» Task brief: Retype the entries from the line containing "[pin] lake (one" through the last line of the entries, inclusive, character for character.
-- begin --
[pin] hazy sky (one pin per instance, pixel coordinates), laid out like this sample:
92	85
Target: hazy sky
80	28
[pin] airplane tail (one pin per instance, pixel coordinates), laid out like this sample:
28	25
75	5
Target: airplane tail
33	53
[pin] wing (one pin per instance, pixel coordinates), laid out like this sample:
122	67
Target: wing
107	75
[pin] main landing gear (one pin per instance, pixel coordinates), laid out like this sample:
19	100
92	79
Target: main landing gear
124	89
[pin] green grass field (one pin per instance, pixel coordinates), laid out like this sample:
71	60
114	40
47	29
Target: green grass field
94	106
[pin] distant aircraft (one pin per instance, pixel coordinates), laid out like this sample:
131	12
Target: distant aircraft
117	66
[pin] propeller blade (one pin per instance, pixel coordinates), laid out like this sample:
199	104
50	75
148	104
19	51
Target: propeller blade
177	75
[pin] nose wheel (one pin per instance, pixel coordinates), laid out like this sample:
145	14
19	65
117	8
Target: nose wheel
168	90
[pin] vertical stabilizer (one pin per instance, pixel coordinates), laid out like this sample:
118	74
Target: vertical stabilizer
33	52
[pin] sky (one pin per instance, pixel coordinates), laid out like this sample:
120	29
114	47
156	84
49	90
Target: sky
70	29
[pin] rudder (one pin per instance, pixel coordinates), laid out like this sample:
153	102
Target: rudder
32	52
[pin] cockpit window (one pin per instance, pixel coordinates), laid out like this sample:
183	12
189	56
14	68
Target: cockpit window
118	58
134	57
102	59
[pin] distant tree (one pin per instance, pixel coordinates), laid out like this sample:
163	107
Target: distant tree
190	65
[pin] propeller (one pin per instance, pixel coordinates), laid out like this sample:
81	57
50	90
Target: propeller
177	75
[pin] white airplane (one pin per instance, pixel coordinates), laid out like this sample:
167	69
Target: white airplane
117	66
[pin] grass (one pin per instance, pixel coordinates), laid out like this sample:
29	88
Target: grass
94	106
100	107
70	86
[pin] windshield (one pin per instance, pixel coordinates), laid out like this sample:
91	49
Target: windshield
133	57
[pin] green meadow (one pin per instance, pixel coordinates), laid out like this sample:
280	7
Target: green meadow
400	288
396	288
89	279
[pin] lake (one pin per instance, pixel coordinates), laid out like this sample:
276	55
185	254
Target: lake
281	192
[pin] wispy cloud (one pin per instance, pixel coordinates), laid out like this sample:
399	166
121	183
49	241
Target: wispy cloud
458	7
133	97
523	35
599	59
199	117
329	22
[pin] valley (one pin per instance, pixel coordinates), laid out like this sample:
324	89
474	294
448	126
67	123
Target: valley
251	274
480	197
-- end --
» Exercise result:
[pin] lake (one pin per instance, pixel coordinates), laid out like this sample:
276	55
185	254
Target: lake
281	192
[pin] wispy cloud (one pin per instance, pixel coordinates), laid out like this sample:
399	166
121	183
49	241
Target: wispy cloud
458	7
133	97
523	35
599	59
199	117
329	22
[pin] valley (one pin per instance, pixel coordinates), laid out like this sample:
324	89
474	294
448	126
67	123
Target: valley
251	274
480	197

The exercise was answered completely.